# TASK BRIEF
Line by line, set down the records exactly as they appear below.

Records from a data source
──────────

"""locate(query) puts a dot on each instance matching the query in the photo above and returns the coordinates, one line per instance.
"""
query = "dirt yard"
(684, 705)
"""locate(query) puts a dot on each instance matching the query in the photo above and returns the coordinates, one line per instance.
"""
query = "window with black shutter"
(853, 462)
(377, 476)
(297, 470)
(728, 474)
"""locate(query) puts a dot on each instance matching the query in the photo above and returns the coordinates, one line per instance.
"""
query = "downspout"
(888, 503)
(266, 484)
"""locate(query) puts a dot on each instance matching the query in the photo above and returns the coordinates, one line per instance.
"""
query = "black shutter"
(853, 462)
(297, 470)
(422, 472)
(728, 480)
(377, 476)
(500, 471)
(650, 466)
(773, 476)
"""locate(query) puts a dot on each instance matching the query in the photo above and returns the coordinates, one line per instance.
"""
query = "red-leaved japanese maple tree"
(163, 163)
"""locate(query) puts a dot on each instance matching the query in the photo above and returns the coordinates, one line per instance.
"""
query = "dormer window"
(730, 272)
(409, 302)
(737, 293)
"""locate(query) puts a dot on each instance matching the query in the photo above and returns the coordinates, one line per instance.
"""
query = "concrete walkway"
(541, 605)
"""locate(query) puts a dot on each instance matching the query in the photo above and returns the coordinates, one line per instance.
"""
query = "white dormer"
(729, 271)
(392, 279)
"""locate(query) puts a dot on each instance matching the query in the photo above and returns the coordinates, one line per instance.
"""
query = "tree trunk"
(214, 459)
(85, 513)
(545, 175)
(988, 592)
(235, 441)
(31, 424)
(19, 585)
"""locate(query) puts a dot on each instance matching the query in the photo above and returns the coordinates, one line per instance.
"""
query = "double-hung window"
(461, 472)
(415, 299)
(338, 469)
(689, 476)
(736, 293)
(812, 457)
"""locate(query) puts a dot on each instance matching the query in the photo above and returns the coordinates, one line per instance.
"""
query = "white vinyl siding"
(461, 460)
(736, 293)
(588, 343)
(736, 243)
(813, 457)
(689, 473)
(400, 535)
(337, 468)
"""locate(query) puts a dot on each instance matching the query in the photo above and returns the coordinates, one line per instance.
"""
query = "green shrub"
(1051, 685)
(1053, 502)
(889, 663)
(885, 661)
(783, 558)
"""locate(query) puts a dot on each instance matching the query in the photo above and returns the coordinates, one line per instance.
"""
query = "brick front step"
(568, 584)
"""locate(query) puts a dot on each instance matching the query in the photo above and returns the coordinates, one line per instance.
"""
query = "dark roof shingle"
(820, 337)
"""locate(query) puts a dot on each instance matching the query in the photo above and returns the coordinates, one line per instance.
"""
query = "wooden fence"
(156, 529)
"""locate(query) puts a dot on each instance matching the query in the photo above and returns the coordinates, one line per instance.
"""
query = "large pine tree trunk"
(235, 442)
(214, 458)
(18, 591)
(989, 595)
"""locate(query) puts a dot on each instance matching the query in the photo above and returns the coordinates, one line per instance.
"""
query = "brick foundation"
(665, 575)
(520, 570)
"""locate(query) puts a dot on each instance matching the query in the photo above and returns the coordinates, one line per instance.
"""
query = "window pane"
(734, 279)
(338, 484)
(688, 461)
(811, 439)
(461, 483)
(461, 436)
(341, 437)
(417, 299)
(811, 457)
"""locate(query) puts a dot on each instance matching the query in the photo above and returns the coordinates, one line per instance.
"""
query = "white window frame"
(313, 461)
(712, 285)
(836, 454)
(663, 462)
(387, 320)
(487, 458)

──────────

# ANSWER TO THE PROBLEM
"""locate(query) puts a dot on each instance matching the query in the photo above and returns the coordinates, one line per instance.
"""
query = "dirt yard"
(684, 705)
"""locate(query) puts a dot on each instance matching the query in the photo above and returns the coordinates, one line per instance.
"""
query = "window with black shutter"
(853, 462)
(377, 476)
(297, 470)
(728, 474)
"""locate(query) puts a dot on each instance matching the query in the photo above and returns the coordinates, one line per instance.
"""
query = "downspout"
(888, 503)
(266, 484)
"""locate(query) puts a dot on each instance matching the query in the photo above and returns the coordinates, one line per instance.
"""
query = "black shutter"
(853, 462)
(297, 470)
(422, 472)
(728, 480)
(377, 476)
(500, 471)
(650, 466)
(773, 476)
"""locate(query) puts a dot on each instance matching the query in the photo above and returns the coordinates, one line per instance.
"""
query = "red-leaved japanese maple tree"
(163, 163)
"""locate(query) puts a dot on each instance matching the query in the photo above and returns the coordinates, one line per instance.
"""
query = "dormer window"
(730, 272)
(409, 302)
(737, 293)
"""locate(query) puts a dot on each instance matching the query in the photo above and returns the coordinates, one line per instance.
"""
query = "concrete walkway"
(541, 605)
"""locate(query) puts a dot on each instance matching the query in the photo above and returns the coordinates, one line per instance.
"""
query = "white dormer"
(729, 271)
(392, 279)
"""locate(query) puts a dot on each instance matching the query in the photo above and returns the coordinates, one line per instance.
"""
query = "tree trunk"
(214, 459)
(85, 513)
(545, 175)
(988, 592)
(235, 441)
(31, 424)
(19, 585)
"""locate(query) puts a dot on each instance matching the query in the photo above and returns the coordinates, one line per instance.
"""
query = "double-hung window"
(461, 472)
(415, 299)
(338, 469)
(689, 476)
(736, 293)
(812, 457)
"""locate(query) puts a dot on each instance matching the query in the photo above and returns the coordinates, one line per instance.
"""
query = "white vinyl siding"
(461, 460)
(736, 293)
(588, 343)
(736, 243)
(813, 457)
(689, 473)
(400, 535)
(337, 468)
"""locate(query) puts a dot on each instance matching the query in the photo above and returns the coordinates, one line per instance.
"""
query = "green shrub"
(1051, 685)
(1053, 502)
(889, 663)
(885, 661)
(783, 558)
"""locate(query) puts a dot on each instance matching the query in the photo above and returns the coordinates, one line per instance.
"""
query = "brick front step"
(568, 584)
"""locate(query) puts a dot on each instance matching the query in the photo above and returns the coordinates, one line per instance.
"""
query = "dark roof shingle"
(820, 337)
"""locate(query) puts a dot on each instance matching the query in the photo above and returns the coordinates, one line per instance.
"""
query = "wooden fence"
(156, 529)
"""locate(query) puts a dot on each instance matching the query in the photo above and returns the coordinates, one line per instance.
"""
query = "large pine tree trunk"
(235, 442)
(214, 458)
(18, 591)
(989, 595)
"""locate(query) puts a dot on each instance matching the query in the photo above and returns the coordinates, one line per instance.
"""
query = "brick foundation"
(665, 575)
(520, 570)
"""locate(query) puts a dot on each instance matching the query in the photo above and returns the coordinates, one line per instance.
"""
query = "window pane"
(734, 279)
(338, 484)
(688, 461)
(811, 439)
(461, 483)
(461, 436)
(341, 437)
(417, 299)
(811, 457)
"""locate(query) puts a dot on each instance matching the query in the photo above and returns the coordinates, one line per instance.
"""
query = "white window frame"
(313, 461)
(712, 285)
(836, 454)
(663, 462)
(387, 320)
(487, 458)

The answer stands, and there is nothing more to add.